### Instruction
Rewrite all the items below, changing every "put a point on" to "mark" and leaving everything else as it stands. Omit the pictures from your answer.

Raw records
================================

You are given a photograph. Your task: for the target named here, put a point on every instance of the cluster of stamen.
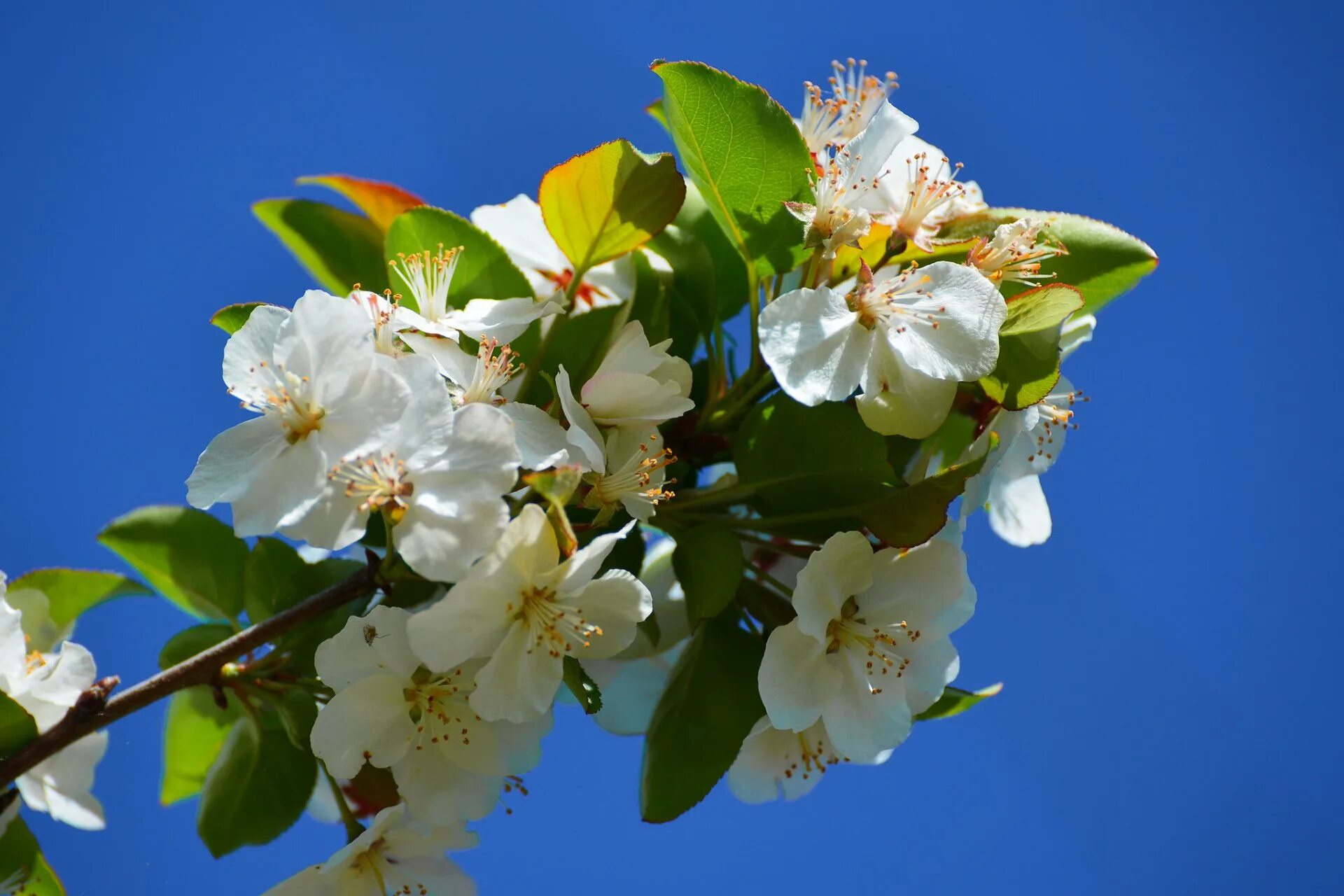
(379, 481)
(555, 626)
(428, 277)
(495, 365)
(881, 645)
(288, 398)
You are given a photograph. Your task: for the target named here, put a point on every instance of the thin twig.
(93, 711)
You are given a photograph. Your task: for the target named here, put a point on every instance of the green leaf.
(955, 701)
(274, 578)
(809, 458)
(705, 713)
(188, 643)
(23, 868)
(232, 317)
(195, 729)
(337, 248)
(582, 687)
(484, 270)
(187, 555)
(745, 153)
(1102, 261)
(257, 788)
(609, 202)
(70, 593)
(708, 564)
(907, 516)
(17, 726)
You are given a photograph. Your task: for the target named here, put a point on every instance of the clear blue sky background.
(1170, 720)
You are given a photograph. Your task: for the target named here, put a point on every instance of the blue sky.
(1168, 722)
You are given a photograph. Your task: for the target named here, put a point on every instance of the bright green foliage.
(708, 564)
(188, 643)
(257, 788)
(337, 248)
(232, 317)
(483, 269)
(956, 701)
(1028, 346)
(73, 592)
(609, 202)
(22, 860)
(187, 555)
(708, 708)
(195, 729)
(745, 155)
(582, 687)
(1102, 260)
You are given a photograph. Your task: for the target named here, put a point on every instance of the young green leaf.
(705, 713)
(483, 269)
(187, 555)
(582, 687)
(955, 701)
(195, 729)
(70, 593)
(379, 200)
(337, 248)
(745, 153)
(609, 202)
(23, 868)
(257, 788)
(708, 564)
(1102, 261)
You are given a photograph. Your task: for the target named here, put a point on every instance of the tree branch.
(93, 711)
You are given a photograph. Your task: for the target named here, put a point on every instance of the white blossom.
(48, 685)
(438, 479)
(394, 713)
(397, 856)
(519, 227)
(524, 609)
(320, 391)
(869, 649)
(905, 339)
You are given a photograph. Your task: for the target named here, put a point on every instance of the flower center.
(379, 481)
(879, 647)
(428, 277)
(492, 372)
(554, 625)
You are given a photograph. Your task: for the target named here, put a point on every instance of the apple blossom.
(777, 762)
(396, 856)
(394, 713)
(438, 479)
(519, 227)
(869, 649)
(906, 340)
(524, 609)
(320, 391)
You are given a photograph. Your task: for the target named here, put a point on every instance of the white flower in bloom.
(870, 645)
(393, 713)
(524, 609)
(855, 99)
(320, 391)
(394, 858)
(428, 276)
(906, 340)
(774, 762)
(848, 190)
(1014, 253)
(440, 477)
(48, 685)
(519, 227)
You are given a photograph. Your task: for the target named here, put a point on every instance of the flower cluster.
(477, 461)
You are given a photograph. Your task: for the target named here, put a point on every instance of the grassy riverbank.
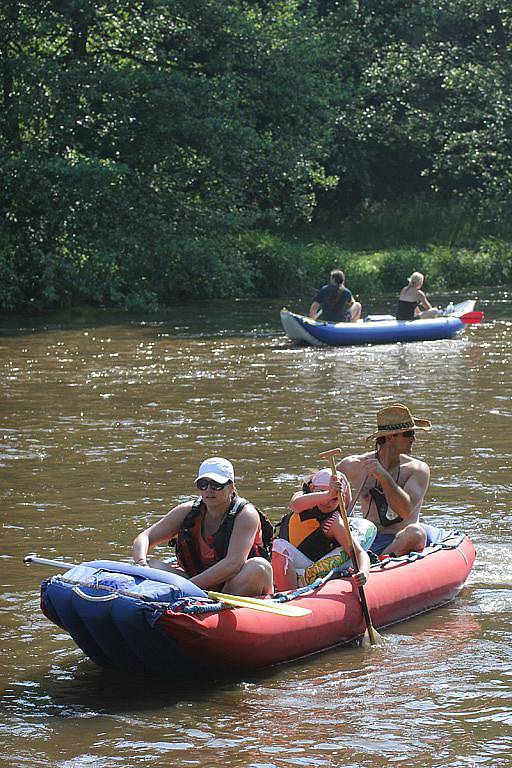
(283, 264)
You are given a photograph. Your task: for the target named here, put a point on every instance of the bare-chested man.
(393, 483)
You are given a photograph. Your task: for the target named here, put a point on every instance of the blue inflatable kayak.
(373, 330)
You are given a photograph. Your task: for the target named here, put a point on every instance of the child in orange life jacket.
(314, 530)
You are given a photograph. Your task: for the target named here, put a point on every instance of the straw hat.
(397, 418)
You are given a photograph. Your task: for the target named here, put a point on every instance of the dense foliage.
(154, 150)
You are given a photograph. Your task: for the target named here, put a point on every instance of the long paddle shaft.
(266, 606)
(364, 605)
(472, 318)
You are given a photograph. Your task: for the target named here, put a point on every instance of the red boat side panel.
(246, 639)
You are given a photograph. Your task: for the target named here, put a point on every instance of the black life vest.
(303, 530)
(187, 549)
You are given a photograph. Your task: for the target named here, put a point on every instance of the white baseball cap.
(217, 469)
(322, 478)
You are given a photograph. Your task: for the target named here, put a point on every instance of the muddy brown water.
(103, 425)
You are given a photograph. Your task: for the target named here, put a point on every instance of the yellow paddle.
(267, 606)
(371, 632)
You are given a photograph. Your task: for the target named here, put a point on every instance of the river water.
(104, 424)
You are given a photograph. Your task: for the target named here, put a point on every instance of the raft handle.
(95, 599)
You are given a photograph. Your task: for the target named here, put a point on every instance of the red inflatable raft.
(135, 618)
(397, 589)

================================

### Response for this exercise
You are given a photograph. Your task: for the target named here, mark every instance of the cluster of stamen.
(379, 481)
(555, 626)
(428, 277)
(495, 365)
(881, 645)
(288, 398)
You are given a photograph. Your task: for the target named here, mark every instance of the thin twig.
(93, 711)
You are given a photograph. Your task: for the target named here, mark every instance of the green leaf.
(955, 701)
(274, 578)
(809, 458)
(705, 713)
(188, 643)
(23, 868)
(232, 317)
(195, 729)
(337, 248)
(582, 687)
(484, 270)
(187, 555)
(745, 153)
(1102, 261)
(257, 788)
(609, 202)
(70, 593)
(708, 564)
(907, 516)
(17, 726)
You are given a photograph. Your task: for the target named here, mark every instance of the clear blue sky background.
(1170, 720)
You are given a photograph. Your task: for the target named here, mark every instance of the blue sky.
(1168, 722)
You are given a photograph. Your task: for the target named here, mark every instance of the bright green foliage.
(708, 564)
(188, 643)
(257, 788)
(337, 248)
(232, 317)
(483, 269)
(956, 701)
(1028, 346)
(73, 592)
(609, 202)
(22, 860)
(187, 555)
(708, 708)
(195, 729)
(745, 155)
(582, 687)
(1102, 260)
You are given a photograph. Your task: for the target named here, mark every instance of the young green leaf.
(705, 713)
(483, 269)
(187, 555)
(582, 687)
(955, 701)
(195, 729)
(70, 593)
(379, 200)
(337, 248)
(745, 153)
(609, 202)
(23, 868)
(257, 788)
(708, 564)
(1102, 261)
You are given a photograph. Your task: for the target named here, mark every instance of the tree branch.
(93, 711)
You are given a photograph. Your task: for the target named here, mark every instance of the white blossom.
(48, 685)
(438, 479)
(394, 713)
(397, 856)
(519, 227)
(524, 609)
(320, 391)
(869, 649)
(905, 339)
You are given a photograph. Your task: for the target named here, mark every instance of the flower center.
(379, 481)
(879, 647)
(428, 277)
(492, 372)
(554, 625)
You are given a photograph. Your task: for the target named here, mark every instance of the apple blossom.
(777, 762)
(396, 856)
(394, 713)
(438, 479)
(519, 227)
(869, 649)
(906, 340)
(524, 609)
(320, 391)
You are given a photograph. Your task: for the target named here, mark every instance of the white flower in bloom.
(870, 645)
(393, 713)
(524, 609)
(855, 99)
(320, 391)
(394, 858)
(428, 276)
(906, 340)
(774, 762)
(848, 190)
(1014, 253)
(440, 477)
(48, 685)
(519, 227)
You are given a photograph. Your task: for the target named here, mark every instance of the flower cluster.
(477, 461)
You are given a photograph. Your task: for the target named here, mark every instance of the grassy riverbank.
(283, 264)
You are given a photograph. Your task: for the target named here, mark every instance of the bare-chested man.
(393, 483)
You are given a photograph. Your task: for the target named here, mark every instance of the blue inflatable kayak.
(373, 330)
You are given a photograph. Your task: for the target named here, mark every instance of the child in orange life jacket.
(314, 530)
You are given a photograph. Your task: for the target named here, mark every instance of the straw hat.
(397, 418)
You are given a photograph. Your task: for the target named here, mark every instance of the dense foliage.
(154, 150)
You are given a photograph. Your task: for the target named here, mark every instance of the long paddle shaft.
(266, 606)
(364, 605)
(472, 318)
You are given a photograph. Your task: for the target named here, mark every instance of the red boat side panel.
(246, 639)
You are given a photograph. Your task: for the target named here, mark every instance of the black life vest.
(303, 530)
(187, 549)
You are given a photograph. Your task: for the target named here, mark every instance of the white baseball cap.
(217, 469)
(322, 478)
You are given a photograph. Your task: for the target named here, mark every instance of the muddy brown water.
(103, 425)
You are given a photograph. Your task: for the target named here, mark every instance of the yellow paddle.
(267, 606)
(371, 632)
You are given a photograph. Your task: for the target named here, mark every instance of the river water.
(104, 424)
You are given a photograph. Your task: for the target named here, mark every instance of the raft handle.
(95, 599)
You are given a photograph. Your task: for the target named here, mark every instance of the red inflatable raft.
(135, 618)
(397, 589)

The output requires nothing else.